• Sfida 1
Conta quante righe dei record contengono la parola "white". Scrivi solo il numero.

“Il
Piave mormorava / calmo e placido al passaggio / dei primi fanti il
24 maggio...” Questo è l'incipit di una delle più note canzoni
patriottiche italiane, e che fu effettivamente inno italiano anche
immediatamente dopo la liberazione del nostro Paese dalla dittatura
nazi-fascista per ribadire la scelta scellerata e colpevole della
Casa Savoia di consegnare di fatto l'Italia a Mussolini e alla sua
cricca di gerarchi e picchiatori. L'inno fu composto, in occasione
della battaglia che vide gli scalcinati soldati italiani sconfiggere
l'esercito austro-ungarico, dal napoletano Ermete Giovanni Gaeta, che
si faceva chiamare E.A. Mario in onore del nobile, di nascita,
patriota garibaldino e mazziniano Alberto Mario, un patriota della
provincia di Rovigo, protagonista di certa fama del Risorgimento
veneto e italiano. Il collegamento tra il Nord e il Sud in questa
canzone che ancor oggi echeggia nella memoria patria è indicativo di
quello che è il sentimento di italianità per gli italiani di
qualunque regione e latitudine, un'unità creata con e composta di
differenze culturali, linguistiche e ovviamente culinarie, eppure
profondamente radicata in un territorio la cui caratteristica
primaria è l'espressione della bellezza in forme e stili affatto
differenti tra loro. “L'uomo del futuro – scriveva nel 1925 il
nippo-austro-ungarico aristocratico ideatore dell'Unione Paneuropea,
conte Richard
Nikolaus di Coudenhove-Kalergi - sarà
un incrocio multietnico (mescolanza razziale). Le razze e le caste di
oggi – ipotizzava - gradualmente scompariranno a causa della
scomparsa di spazio tempo e pregiudizio. La razza del futuro sarà
euroasiatica-africana, esternamente simile agli antichi egiziani e
sostituirà le varietà dei popoli attuali, con una varietà di
individui”.

• Materiale di lavoro
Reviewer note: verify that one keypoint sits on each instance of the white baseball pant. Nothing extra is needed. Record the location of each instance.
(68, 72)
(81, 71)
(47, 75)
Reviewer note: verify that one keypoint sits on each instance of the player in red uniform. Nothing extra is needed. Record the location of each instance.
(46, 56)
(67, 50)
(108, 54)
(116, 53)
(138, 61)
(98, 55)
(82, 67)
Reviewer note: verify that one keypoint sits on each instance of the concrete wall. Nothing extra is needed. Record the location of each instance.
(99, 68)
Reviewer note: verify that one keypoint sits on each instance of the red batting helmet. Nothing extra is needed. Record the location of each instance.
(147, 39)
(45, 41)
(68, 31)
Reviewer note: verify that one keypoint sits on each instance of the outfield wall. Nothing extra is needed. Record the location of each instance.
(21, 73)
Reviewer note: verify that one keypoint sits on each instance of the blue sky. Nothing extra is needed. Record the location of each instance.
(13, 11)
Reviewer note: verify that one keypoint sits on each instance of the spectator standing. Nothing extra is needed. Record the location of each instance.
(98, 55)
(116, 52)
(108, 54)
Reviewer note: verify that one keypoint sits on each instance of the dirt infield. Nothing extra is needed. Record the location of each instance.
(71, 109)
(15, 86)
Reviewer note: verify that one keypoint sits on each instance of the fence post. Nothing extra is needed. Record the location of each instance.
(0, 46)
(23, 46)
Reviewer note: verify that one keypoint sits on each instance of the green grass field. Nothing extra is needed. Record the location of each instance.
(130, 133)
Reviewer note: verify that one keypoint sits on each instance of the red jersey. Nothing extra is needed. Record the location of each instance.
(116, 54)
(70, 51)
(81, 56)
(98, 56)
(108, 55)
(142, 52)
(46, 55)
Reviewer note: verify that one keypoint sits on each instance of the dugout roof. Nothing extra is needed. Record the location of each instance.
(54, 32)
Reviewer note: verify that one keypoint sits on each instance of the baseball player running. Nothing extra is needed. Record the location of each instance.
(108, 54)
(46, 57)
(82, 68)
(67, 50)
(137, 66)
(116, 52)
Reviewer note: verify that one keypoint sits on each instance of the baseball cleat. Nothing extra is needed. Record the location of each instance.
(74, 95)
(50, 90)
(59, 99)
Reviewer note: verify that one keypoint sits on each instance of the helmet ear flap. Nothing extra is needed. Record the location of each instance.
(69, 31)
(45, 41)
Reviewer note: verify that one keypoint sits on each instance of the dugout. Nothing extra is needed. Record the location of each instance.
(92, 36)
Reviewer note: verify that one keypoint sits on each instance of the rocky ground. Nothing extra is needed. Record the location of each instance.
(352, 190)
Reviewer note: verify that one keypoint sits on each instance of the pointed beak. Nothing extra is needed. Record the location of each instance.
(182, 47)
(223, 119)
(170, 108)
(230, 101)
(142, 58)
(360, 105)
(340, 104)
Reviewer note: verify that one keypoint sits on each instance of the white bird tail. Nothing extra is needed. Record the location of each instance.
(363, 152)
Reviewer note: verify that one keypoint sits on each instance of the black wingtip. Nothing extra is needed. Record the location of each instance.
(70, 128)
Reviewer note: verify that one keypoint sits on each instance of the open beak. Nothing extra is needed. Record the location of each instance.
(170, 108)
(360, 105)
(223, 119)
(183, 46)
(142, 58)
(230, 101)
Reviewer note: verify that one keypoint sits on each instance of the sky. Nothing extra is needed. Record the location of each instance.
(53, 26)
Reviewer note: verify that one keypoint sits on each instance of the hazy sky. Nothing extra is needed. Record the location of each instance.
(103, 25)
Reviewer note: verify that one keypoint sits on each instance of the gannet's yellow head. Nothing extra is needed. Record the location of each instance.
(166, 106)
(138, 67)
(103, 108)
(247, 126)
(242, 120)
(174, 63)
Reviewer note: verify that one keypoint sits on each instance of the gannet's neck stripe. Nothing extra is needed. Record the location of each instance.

• Sfida 2
Traduci in inglese questa frase del brano sulla canzone del Piave: "Il collegamento tra il Nord e il Sud in questa canzone che ancor oggi echeggia nella memoria patria è indicativo di quello che è il sentimento di italianità per gli italiani di qualunque regione e latitudine, un'unità creata con e composta di differenze culturali, linguistiche e ovviamente culinarie, eppure profondamente radicata in un territorio la cui caratteristica primaria è l'espressione della bellezza in forme e stili affatto differenti tra loro."

• Risultato esercizio 1
2

• Risultato esercizio 2
The link between the North and the South in this song, which still echoes today in the nation's memory, is indicative of what the feeling of Italianness is for Italians of any region and latitude: a unity created with and made up of cultural, linguistic and, of course, culinary differences, yet deeply rooted in a territory whose primary characteristic is the expression of beauty in forms and styles entirely different from one another.